Document extract:
Biology Magazine

Nobel Prize in Physiology Or Medicine

Posted on the 06 October 2014 by Ccc1685 @ccc1685

The Nobel Prize for Physiology or Medicine was awarded this morning to John O’Keefe and May-Brit Moser and Edward Moser for the discovery of place cells and grid cells, respectively. O’Keefe discovered in 1971 that there were cells in the hippocampus that fired when a rat was in a certain location. He called these place cells and a whole generation of scientists, including the Mosers, have been studying them ever since then. In 2005, the Mosers discovered grid cells in the entorhinal cortex, which feed into the hippocampus. Grid cells fire whenever rats pass through periodically spaced intervals in a given area such as a room, dividing the room into a triangular lattice. Different grid cells have different frequencies, phases and orientations.

For humans, the hippocampus is an area of the brain known to be associated with memory formation. Much of what we know about the hippocampus in humans was learned by studying Henry Molaison, known as H.M. in the scientific literature, who had both of his hippocampi removed as a young man because of severe epileptic fits. H.M. could carry on a conversation but could not remember any of it if he was distracted. He had to be re-introduced to the medical staff that treated and observed him every day. H.M. showed us that memory comes in at least three forms. There is very short term or working memory, necessary to carry a conversation or remember a phone number long enough to dial it. Then there is long term explicit or declarative memory for which the hippocampus is essential. This is the memory of episodic events in your life and random learned facts about the world. People without a hippocampus, as depicted in the film Memento, cannot form explicit memories. Finally, there is implicit long term memory, such as how to ride a bicycle or use a pencil. This type of memory does not seem to require the hippocampus as evidenced by the fact that H.M. could become more skilled at certain games that he was taught to play daily even though he professed to never having played the game each time. The implication of the hippocampus for spatial location for humans is more recent. There was the famous study that showed London cab drivers had an enlarged hippocampus compared to controls and neural imaging has now shown something akin to place fields in humans.

Data under study:
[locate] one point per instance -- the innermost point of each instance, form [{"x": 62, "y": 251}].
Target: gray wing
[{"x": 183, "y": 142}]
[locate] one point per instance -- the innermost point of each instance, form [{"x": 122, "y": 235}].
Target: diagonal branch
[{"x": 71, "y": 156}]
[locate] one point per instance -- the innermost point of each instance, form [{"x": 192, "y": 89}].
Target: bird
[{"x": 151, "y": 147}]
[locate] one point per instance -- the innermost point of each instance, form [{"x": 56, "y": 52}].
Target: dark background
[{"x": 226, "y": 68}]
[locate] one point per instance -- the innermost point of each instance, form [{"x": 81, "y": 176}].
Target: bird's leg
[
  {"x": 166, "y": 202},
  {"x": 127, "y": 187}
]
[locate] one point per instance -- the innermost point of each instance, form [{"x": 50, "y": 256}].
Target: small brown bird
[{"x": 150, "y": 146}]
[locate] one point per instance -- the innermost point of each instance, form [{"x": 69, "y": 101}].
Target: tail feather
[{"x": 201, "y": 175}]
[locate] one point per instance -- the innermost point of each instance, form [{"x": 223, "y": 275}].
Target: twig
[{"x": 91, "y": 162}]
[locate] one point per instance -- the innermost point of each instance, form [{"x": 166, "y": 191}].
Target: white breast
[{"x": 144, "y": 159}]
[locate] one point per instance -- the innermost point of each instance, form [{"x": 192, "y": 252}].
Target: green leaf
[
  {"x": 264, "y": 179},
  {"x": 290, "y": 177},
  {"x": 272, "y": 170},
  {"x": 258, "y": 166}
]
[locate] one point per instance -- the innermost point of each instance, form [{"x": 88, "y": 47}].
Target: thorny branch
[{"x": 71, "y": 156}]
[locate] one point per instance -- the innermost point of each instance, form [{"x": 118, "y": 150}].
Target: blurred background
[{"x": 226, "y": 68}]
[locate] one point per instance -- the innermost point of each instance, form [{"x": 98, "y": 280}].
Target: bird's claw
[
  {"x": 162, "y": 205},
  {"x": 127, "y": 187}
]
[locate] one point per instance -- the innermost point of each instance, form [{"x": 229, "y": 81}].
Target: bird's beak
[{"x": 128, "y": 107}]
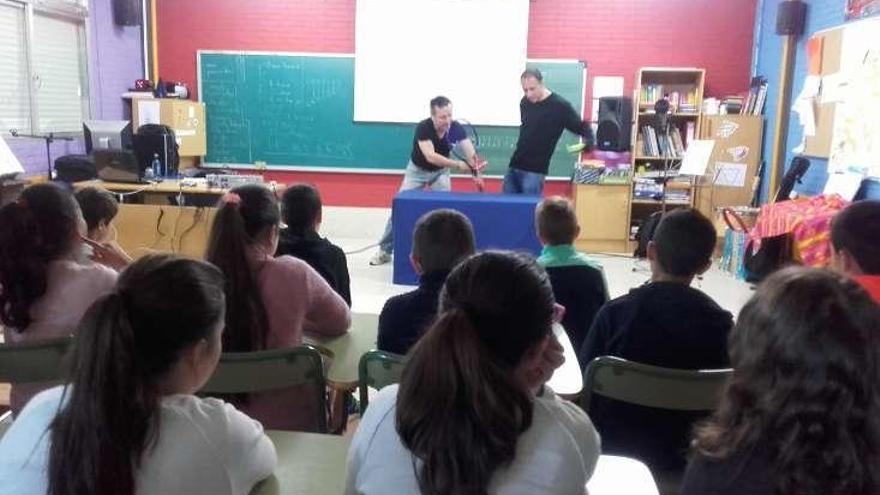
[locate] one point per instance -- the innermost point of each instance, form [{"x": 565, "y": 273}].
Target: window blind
[
  {"x": 14, "y": 94},
  {"x": 59, "y": 68}
]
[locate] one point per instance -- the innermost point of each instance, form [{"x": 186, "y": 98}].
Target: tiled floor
[{"x": 353, "y": 229}]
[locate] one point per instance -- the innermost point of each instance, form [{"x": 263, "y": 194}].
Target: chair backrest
[
  {"x": 377, "y": 369},
  {"x": 273, "y": 369},
  {"x": 39, "y": 361},
  {"x": 5, "y": 422},
  {"x": 653, "y": 386}
]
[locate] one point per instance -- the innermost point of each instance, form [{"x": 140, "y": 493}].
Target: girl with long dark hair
[
  {"x": 801, "y": 414},
  {"x": 471, "y": 414},
  {"x": 128, "y": 422},
  {"x": 270, "y": 302},
  {"x": 46, "y": 284}
]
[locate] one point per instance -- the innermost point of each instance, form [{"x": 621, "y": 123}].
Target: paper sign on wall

What is expected: Do these three statements agree with the post on the Nobel Prize in Physiology or Medicine? For each, answer yes or no and quote the words of the post that decide it. (a) The Mosers discovered grid cells in 1971. (b) H.M. had both of his hippocampi removed because of severe epileptic fits. (c) Implicit long term memory, such as how to ride a bicycle, seems to require the hippocampus.

Completed task:
(a) No: "In 2005, the Mosers discovered grid cells in the entorhinal cortex"
(b) Yes: "who had both of his hippocampi removed as a young man because of severe epileptic fits"
(c) No: "This type of memory does not seem to require the hippocampus"